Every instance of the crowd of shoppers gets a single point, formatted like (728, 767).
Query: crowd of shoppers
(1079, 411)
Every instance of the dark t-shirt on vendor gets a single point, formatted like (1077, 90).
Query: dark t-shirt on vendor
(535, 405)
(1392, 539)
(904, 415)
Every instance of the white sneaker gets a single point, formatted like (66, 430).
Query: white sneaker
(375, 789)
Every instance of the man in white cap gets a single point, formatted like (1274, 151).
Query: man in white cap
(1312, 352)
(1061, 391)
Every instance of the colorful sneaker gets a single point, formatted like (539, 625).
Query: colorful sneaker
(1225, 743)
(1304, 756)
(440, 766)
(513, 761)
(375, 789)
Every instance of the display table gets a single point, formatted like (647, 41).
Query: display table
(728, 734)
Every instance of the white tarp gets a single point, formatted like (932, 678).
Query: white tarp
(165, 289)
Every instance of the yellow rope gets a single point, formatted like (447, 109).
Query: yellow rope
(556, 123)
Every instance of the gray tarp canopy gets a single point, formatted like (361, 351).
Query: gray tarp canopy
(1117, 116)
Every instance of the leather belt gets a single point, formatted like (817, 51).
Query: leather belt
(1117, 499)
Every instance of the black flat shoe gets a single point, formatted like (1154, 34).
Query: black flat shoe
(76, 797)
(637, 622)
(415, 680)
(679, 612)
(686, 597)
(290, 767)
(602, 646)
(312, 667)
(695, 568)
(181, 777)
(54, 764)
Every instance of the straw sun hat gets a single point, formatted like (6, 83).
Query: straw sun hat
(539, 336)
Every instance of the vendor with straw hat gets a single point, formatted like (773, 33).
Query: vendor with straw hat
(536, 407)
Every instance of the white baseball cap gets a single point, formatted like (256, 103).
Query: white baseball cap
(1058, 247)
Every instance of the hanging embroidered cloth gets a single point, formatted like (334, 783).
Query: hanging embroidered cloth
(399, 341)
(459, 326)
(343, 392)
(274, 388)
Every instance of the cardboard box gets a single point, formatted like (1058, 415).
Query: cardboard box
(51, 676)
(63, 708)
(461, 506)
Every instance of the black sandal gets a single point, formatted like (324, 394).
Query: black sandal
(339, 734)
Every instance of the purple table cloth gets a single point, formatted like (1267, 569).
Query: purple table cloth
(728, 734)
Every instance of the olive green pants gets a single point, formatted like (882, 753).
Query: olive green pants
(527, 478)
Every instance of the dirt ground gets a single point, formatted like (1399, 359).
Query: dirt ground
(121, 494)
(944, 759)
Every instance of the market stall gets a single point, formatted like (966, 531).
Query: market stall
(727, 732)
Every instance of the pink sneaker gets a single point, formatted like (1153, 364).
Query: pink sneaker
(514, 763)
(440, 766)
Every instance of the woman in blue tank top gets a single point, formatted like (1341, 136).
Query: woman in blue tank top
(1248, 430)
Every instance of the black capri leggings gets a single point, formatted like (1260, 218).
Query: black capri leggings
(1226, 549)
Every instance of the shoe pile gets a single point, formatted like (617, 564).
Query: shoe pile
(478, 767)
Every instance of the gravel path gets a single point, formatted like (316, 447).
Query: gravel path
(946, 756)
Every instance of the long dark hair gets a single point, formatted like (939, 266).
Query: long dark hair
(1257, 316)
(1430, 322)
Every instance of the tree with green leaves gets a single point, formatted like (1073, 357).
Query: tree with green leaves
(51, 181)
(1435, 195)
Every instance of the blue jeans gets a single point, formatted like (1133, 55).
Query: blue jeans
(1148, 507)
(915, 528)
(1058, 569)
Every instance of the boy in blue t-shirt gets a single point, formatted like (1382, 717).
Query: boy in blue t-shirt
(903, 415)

•••

### The task
Please return the items exactly as they appear, starting at the line that contains "Every instance of the white tarp" and ending at the line that contains "(1117, 116)", with both of those lines included.

### Task answer
Every instance of the white tarp gets a single point, formatted like (932, 678).
Query: white tarp
(165, 289)
Every instance of the yellow rope gets a single point, formatted like (447, 109).
Query: yellow rope
(556, 123)
Every instance of the gray tarp canopy gets a single point, formatted like (361, 351).
Query: gray tarp canopy
(1117, 116)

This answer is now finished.